TRY IT →
Scan the entries below and return each line that contains "blue".

'''

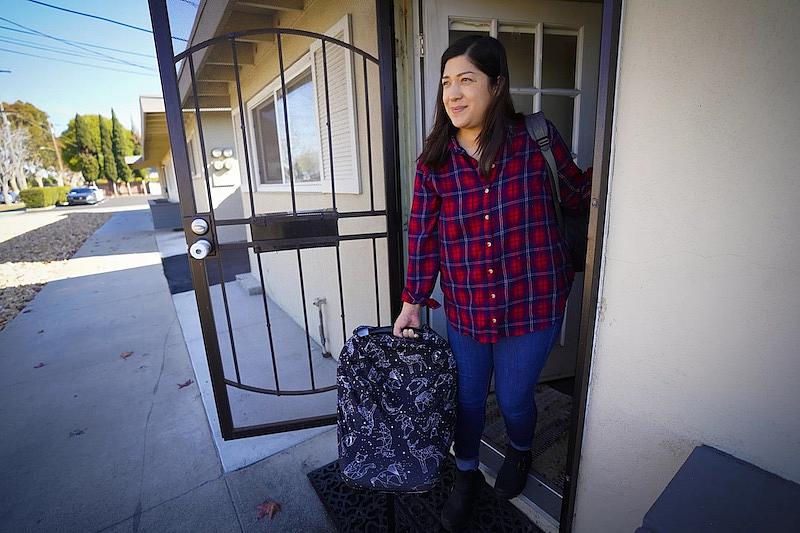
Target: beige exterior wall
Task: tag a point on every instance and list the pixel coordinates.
(320, 277)
(170, 181)
(697, 334)
(226, 184)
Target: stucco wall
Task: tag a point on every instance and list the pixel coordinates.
(697, 336)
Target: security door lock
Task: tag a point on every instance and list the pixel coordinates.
(199, 226)
(200, 249)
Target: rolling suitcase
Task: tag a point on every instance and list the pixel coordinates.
(396, 409)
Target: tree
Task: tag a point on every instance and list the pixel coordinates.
(40, 137)
(14, 155)
(82, 134)
(87, 143)
(121, 147)
(109, 169)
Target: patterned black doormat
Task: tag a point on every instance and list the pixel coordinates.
(358, 511)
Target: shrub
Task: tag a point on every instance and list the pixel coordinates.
(62, 194)
(39, 196)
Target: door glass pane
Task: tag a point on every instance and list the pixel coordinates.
(303, 130)
(523, 103)
(458, 34)
(269, 158)
(520, 51)
(559, 54)
(559, 110)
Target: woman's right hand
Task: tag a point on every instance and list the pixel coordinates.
(408, 318)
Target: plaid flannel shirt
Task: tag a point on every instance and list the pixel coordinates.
(505, 268)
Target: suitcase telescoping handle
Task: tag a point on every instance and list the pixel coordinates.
(363, 331)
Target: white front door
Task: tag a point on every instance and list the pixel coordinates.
(553, 49)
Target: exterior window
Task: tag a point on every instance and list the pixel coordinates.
(273, 148)
(309, 127)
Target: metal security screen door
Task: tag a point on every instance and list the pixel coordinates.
(311, 223)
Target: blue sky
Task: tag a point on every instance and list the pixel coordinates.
(63, 89)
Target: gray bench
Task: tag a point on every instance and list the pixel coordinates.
(715, 491)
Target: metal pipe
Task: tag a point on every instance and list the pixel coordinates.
(318, 302)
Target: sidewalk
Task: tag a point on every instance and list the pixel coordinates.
(94, 441)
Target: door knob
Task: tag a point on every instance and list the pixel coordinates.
(200, 249)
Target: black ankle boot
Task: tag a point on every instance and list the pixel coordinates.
(465, 492)
(513, 474)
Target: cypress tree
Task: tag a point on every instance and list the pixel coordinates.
(88, 163)
(109, 163)
(119, 148)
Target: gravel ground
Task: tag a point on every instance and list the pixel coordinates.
(30, 259)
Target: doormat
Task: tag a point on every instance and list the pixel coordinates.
(355, 510)
(176, 269)
(549, 448)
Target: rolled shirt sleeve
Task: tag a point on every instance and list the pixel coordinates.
(423, 241)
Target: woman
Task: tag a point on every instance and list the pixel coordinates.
(482, 216)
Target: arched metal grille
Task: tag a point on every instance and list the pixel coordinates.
(238, 374)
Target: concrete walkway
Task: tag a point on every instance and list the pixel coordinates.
(94, 441)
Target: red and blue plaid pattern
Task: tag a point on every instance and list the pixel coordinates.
(505, 269)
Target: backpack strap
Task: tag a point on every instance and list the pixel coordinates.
(537, 129)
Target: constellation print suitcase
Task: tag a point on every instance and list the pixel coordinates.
(396, 409)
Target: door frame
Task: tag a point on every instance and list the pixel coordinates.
(181, 163)
(604, 128)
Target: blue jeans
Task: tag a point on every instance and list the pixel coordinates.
(517, 363)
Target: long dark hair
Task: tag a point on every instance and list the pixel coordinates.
(489, 56)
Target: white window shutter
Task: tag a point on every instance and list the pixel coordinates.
(341, 102)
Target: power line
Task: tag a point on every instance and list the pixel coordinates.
(60, 60)
(117, 60)
(80, 42)
(98, 18)
(15, 42)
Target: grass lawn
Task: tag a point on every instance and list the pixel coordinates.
(12, 207)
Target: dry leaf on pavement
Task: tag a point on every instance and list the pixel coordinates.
(268, 508)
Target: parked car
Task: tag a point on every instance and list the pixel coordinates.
(11, 197)
(84, 195)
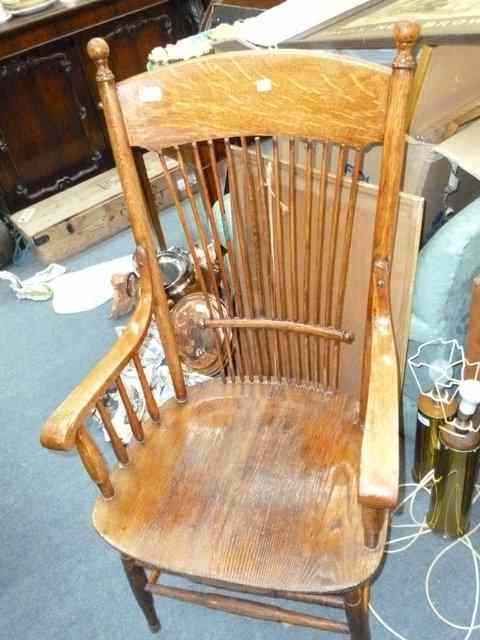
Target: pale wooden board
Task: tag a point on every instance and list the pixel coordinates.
(80, 198)
(66, 223)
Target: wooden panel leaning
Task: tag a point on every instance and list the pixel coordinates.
(307, 470)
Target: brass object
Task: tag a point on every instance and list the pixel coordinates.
(200, 348)
(125, 294)
(456, 468)
(430, 415)
(177, 272)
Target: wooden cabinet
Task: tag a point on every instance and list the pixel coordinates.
(52, 134)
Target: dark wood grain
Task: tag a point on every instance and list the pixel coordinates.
(322, 111)
(137, 580)
(282, 458)
(248, 608)
(275, 482)
(46, 80)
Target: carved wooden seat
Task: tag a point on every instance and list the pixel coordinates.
(255, 484)
(277, 478)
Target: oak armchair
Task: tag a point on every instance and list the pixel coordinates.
(274, 478)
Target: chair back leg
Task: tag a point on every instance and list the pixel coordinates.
(356, 608)
(137, 579)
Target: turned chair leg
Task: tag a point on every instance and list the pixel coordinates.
(356, 608)
(137, 579)
(373, 520)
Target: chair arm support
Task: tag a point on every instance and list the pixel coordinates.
(379, 463)
(59, 432)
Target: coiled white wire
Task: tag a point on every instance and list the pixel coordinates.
(422, 529)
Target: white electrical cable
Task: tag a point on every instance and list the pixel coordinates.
(421, 530)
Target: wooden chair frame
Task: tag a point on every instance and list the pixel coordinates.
(379, 466)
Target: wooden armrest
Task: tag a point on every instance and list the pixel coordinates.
(379, 464)
(59, 432)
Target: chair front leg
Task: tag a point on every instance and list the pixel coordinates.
(137, 579)
(356, 608)
(373, 520)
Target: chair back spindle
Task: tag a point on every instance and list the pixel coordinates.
(277, 269)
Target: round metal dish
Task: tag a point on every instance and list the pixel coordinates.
(177, 272)
(197, 344)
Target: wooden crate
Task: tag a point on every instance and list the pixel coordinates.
(66, 223)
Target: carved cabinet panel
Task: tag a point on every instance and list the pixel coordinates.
(47, 121)
(52, 133)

'''

YOUR RESPONSE →
Target: blue sky
Target: red and blue plaid pattern
Target: blue jeans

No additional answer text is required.